### TEXT EXTRACT
——

SE2535 BROAD LANE, Kirkstall
714-1/21/898 (North side)
09/03/87 Kirkstall Brewery Student Village
(Formerly Listed as:
BROAD LANE, Kirkstall
Kirkstall Brewery)

GV II

Maltings, then brewery, now student accommodation. Late C18
and early C19 for Joseph Musgrove; alterations and additions
1833-47 for Thomas Walker, 1847-69 for Benjamin Dawson and
Company, 1869-1954 for the Kirkstall Brewing Company, and
1954-83 for Whitbread and Co. Conversion 1994 to student
village for Leeds Metropolitan University.
Coursed squared gritstone, some with herring-bone tooling, C20
brickwork; slate roofs with some corrugated iron, felting and
metal sheeting.
L-shaped plan: tower brewery, yard entrance and office range
facing Broad Lane (S); brewery workshop and warehouse ranges
parallel to the Leeds and Liverpool Canal (E). C20 additions
in angle.

——

### SUPPLIED DATA
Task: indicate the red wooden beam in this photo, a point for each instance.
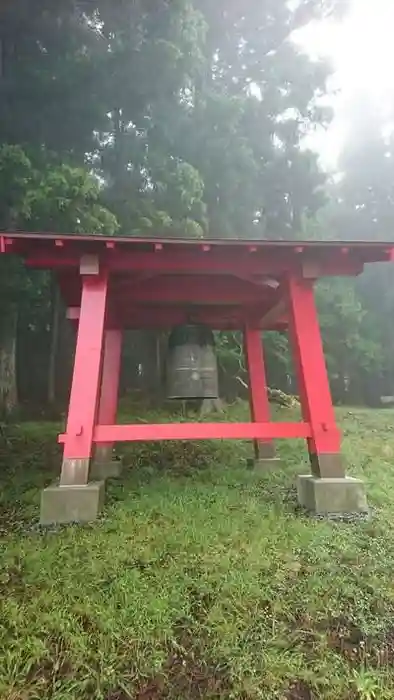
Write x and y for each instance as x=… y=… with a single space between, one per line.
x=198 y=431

——

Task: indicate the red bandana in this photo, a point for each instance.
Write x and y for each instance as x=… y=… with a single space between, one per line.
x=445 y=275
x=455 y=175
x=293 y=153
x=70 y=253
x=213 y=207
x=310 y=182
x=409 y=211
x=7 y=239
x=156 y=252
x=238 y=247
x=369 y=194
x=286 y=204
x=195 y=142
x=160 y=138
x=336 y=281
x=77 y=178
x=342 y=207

——

### GOALS
• a. In the Kirkstall Brewery listing, for which university was the site converted to a student village in 1994?
• b. Extend the Kirkstall Brewery listing beyond its final sentence.

### ANSWERS GIVEN
• a. Leeds Metropolitan University.

• b.
Broad Lane facade: 3-storey, 3 x 2-bay tower brewery left,
chamfered plinth, each bay treated as a giant segmental-arched
recess having paired windows with segmental-arched lintels,
some blind, round-arched cart entrance on left return, moulded
string, ashlar cornice, balustraded parapet. A circular
tapering chimney rises from the SW corner of the tower and the
corner bays below it project slightly and have blind windows;
hipped roof of green slates with skylights and ridge louvres.
The lower half of the tower is obscured by a stone range on
roadside, raised to 2 storeys C20 and rendered; on left
return, to rear, a gabled bay with round-arched loading door
left, square windows, central loading doors to 1st and 2nd
floors.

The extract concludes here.